■ **EXERCISE DESCRIPTION**: Which lines in the data below contain the word "canopy"? Pull each of them out.

━━━━━━━━━━━━━━━━━━━━

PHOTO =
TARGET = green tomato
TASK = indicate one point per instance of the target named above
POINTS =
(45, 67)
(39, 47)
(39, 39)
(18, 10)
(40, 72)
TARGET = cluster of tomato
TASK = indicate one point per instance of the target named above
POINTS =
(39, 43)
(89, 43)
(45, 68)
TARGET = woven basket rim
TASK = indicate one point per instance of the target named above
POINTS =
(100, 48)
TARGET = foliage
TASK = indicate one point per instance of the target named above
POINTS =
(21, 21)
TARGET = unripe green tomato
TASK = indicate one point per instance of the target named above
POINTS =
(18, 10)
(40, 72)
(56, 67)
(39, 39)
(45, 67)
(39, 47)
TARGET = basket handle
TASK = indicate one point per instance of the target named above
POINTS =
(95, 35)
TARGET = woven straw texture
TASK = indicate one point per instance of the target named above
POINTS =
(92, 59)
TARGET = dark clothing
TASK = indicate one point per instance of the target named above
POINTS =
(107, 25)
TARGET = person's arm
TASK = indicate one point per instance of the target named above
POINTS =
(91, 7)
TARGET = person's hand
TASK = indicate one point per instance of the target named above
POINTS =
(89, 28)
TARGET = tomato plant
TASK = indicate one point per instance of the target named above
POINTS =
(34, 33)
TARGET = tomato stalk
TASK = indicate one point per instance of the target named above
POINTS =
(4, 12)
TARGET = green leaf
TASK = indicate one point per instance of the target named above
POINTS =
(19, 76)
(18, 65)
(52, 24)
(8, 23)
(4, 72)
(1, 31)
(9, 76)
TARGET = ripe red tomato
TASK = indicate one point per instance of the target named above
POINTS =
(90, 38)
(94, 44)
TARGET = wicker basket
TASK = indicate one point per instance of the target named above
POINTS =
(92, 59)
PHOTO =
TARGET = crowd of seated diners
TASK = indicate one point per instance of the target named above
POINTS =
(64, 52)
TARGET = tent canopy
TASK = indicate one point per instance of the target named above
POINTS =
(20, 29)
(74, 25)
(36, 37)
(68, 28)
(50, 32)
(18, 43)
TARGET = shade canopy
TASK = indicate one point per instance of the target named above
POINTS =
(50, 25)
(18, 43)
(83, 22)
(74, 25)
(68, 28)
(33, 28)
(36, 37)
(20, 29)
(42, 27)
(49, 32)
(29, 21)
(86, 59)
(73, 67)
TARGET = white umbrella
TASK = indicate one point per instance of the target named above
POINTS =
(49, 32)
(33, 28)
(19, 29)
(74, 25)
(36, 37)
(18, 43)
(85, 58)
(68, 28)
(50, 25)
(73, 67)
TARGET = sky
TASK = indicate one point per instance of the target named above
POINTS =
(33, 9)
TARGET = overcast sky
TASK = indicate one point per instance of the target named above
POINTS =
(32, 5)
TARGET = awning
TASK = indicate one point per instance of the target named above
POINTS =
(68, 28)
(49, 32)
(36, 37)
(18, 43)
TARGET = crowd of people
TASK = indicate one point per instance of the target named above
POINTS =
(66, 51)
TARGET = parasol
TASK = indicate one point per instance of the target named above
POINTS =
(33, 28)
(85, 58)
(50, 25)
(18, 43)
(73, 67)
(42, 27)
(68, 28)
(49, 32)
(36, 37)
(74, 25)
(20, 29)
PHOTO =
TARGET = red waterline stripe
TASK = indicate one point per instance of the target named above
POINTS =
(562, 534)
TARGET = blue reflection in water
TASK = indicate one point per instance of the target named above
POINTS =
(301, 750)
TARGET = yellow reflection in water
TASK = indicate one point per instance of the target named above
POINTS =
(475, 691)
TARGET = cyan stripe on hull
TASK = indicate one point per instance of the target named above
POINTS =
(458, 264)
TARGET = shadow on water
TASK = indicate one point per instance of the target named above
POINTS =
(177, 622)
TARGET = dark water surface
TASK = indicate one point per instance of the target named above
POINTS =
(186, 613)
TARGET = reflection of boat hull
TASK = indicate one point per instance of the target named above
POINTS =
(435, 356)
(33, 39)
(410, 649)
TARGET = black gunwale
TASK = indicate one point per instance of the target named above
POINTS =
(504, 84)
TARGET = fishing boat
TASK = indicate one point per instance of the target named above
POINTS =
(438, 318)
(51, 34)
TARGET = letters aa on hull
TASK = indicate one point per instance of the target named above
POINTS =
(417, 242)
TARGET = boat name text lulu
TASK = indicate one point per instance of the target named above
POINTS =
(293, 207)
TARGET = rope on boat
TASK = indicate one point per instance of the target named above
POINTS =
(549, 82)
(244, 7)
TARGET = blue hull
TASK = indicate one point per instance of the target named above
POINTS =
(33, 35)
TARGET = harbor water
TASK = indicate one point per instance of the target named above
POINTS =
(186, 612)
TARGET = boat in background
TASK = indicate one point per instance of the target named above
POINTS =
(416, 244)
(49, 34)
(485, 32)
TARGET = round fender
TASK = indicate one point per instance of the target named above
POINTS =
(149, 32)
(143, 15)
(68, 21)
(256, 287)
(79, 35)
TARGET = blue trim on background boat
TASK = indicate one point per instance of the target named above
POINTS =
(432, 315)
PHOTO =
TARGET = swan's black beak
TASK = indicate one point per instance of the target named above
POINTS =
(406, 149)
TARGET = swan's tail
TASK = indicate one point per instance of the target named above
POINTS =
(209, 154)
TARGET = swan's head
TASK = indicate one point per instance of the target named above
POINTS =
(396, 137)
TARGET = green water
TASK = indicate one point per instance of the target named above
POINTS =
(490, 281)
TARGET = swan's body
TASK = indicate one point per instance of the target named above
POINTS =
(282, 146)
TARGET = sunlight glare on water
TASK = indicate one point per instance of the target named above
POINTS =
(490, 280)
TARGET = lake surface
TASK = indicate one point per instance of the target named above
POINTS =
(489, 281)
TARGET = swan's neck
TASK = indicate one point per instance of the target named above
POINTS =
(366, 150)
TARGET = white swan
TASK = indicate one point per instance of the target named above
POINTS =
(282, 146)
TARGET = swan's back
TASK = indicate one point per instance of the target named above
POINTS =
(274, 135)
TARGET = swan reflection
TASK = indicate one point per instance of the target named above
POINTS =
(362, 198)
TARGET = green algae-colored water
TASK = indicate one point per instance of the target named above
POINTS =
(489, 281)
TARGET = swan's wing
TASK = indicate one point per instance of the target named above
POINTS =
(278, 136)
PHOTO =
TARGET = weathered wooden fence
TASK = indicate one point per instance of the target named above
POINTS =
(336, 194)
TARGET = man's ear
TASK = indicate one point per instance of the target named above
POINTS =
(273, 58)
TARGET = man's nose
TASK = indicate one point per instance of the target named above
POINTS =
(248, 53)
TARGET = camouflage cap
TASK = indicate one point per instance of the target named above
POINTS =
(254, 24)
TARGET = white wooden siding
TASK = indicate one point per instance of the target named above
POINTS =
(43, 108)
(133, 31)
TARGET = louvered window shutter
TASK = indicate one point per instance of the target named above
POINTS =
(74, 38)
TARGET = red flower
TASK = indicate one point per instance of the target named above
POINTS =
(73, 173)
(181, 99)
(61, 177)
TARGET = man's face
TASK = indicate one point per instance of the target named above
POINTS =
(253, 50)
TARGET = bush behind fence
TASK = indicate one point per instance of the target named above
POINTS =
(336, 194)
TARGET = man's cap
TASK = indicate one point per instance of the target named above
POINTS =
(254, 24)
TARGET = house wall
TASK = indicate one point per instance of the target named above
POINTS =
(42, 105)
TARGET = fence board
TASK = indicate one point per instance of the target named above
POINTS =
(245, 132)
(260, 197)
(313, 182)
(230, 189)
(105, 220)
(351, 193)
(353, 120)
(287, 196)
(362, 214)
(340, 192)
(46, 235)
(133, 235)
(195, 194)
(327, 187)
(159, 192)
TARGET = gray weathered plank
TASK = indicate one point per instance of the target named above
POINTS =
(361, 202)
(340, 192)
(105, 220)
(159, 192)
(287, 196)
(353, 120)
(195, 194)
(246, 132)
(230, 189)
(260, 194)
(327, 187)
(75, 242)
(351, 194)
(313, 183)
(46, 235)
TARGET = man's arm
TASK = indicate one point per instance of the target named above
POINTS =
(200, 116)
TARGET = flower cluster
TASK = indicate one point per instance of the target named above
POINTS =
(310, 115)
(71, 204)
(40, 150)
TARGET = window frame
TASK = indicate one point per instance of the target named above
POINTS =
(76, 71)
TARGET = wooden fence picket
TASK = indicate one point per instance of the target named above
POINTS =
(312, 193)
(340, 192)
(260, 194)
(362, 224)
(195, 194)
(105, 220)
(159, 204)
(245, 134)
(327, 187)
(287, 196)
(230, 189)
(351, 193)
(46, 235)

━━━━━━━━━━━━━━━━━━━━

■ **EXERCISE RESPONSE**:
TARGET = tent canopy
TARGET = shade canopy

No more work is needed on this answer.